====== Records provided ======

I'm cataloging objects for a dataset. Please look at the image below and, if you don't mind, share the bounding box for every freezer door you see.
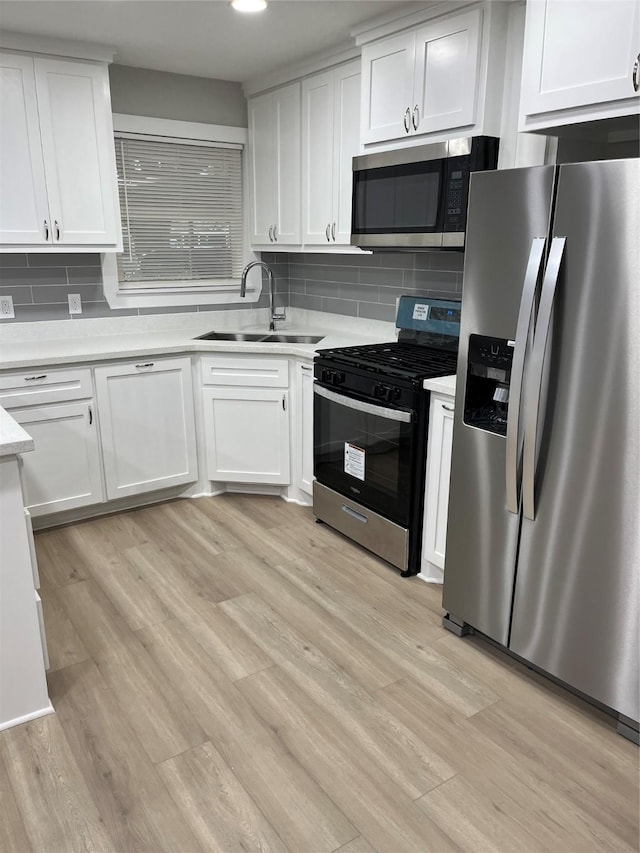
[510,160,640,720]
[443,166,555,645]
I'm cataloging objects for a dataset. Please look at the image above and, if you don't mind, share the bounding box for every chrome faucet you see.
[240,261,287,332]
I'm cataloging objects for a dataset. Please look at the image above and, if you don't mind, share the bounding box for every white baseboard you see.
[0,702,55,732]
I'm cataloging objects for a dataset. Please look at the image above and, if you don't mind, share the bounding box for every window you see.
[102,114,255,308]
[116,138,243,288]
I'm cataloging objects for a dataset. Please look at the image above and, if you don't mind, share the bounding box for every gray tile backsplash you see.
[0,252,276,323]
[0,252,464,322]
[262,251,464,321]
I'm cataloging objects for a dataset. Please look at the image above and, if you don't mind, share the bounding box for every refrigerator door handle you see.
[522,237,566,521]
[505,237,547,514]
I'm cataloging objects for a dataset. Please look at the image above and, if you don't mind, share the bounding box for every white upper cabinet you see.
[302,61,360,246]
[0,53,121,251]
[411,9,482,133]
[361,8,482,145]
[519,0,640,130]
[248,83,300,246]
[0,54,50,245]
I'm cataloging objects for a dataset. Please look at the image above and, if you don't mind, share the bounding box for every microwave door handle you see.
[505,237,547,514]
[522,237,566,521]
[313,384,413,424]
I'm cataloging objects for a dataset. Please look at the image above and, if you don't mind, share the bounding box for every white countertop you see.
[422,373,456,397]
[0,406,35,456]
[0,312,395,370]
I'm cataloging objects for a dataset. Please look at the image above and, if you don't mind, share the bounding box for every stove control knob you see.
[373,383,393,401]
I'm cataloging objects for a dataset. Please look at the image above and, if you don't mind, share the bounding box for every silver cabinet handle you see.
[505,237,547,514]
[522,237,567,521]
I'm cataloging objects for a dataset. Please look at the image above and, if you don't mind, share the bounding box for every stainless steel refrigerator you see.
[443,159,640,742]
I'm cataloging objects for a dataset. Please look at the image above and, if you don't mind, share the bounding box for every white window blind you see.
[116,138,243,288]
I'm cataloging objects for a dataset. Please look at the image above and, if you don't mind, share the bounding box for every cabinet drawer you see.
[202,355,289,388]
[0,367,93,409]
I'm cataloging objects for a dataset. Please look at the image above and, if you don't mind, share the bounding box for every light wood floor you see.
[0,496,638,853]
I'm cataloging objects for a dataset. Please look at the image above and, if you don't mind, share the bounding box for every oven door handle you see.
[313,383,413,424]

======

- _The task_
Convert all the rows above into a two-column CSV with the columns instruction and boxes, one line for each row, each field in double quotes with its line breaks replaced by spaces. Leave the pictures out.

- _Result of the exercise_
instruction,boxes
"I'm cataloging objects for a dataset. Please look at the image below and, if you don't mind, share the bounding box for every freezer door you see.","[510,160,640,720] [443,166,555,645]"
"I'm cataloging objects for a dataset. Please look at the image above and, if you don't mind, share the bounding box for every chrome faucet you see.","[240,261,287,332]"
"I'm cataloging objects for a dataset. Please look at the image above and, if you don't mind, share the bounding box for every white baseboard you see.","[0,702,55,732]"
"I'm cataloging objects for a dataset. Please look at the image above and, if you don't mind, share the bounding box for every window you see.","[102,114,255,308] [116,138,243,288]"
"I'm cataloging objects for a dataset. Please look at the image above and, if you don't mind, share the bounding box for every gray tile backsplash you see.","[0,252,276,323] [0,252,464,322] [262,251,464,321]"
"I'm cataloging objects for a dataset. Please look at the image above and, if you don't mind, share the bounding box for every refrigerator door handle you see.","[522,237,566,521] [505,237,547,514]"
"I'm cataloging objects for a dataset. Please look at the image above and, if you don't mind, share the bounding box for every white upper cabinet you see.","[302,61,360,246] [0,53,121,251] [411,9,482,133] [361,8,482,145] [519,0,640,130] [248,83,300,246] [0,54,50,245]"
"I'm cataloging objects for a dataset. Please look at the image above and, if you don't mind, share the bounding box for every microwave door handle you see.","[505,237,547,514] [522,237,566,521] [313,384,413,424]"
"I'm cataloging objects for a dataset. Please look at the image above and, if you don't mind, share the bounding box for every white countertop you see.","[422,373,456,397] [0,406,35,456] [0,312,395,370]"
"I'm cataloging objects for a dataset. Please look at the image above and, if you don't mind, share the bounding box for every stove control knob you see.","[373,383,393,401]"
"I'm cataloging objects for a dataset. Please look at the image above and, if you don't mind, share the bounding box for every silver cabinet handle you see.","[505,237,547,514] [522,237,567,521]"
"I'm cataloging objects for a dataset. Please look at the image above and, if you don't mind, share the bounding box for every stainless steel refrigerator you see.","[443,159,640,742]"
"I'm cataloging objects for a dataset. Please look at the image above and, if you don't mind, share the bounding box for every white window blind you see.","[116,138,243,288]"
"I'm cataloging objects for a dataset. Please look at the image above and, if you don't mind, share the bounding box for every cabinet drawer you see.","[202,355,289,388] [0,367,93,409]"
"I'm cataloging objects for a dataset. Please look at the image above and, if you don't mind, share the bounding box for every light wood floor you see.","[0,496,638,853]"
"I'm cataloging objects for a dataset. Please look at the image above and, if you don't mind, share the bounding box for every oven door handle you see.","[313,383,413,424]"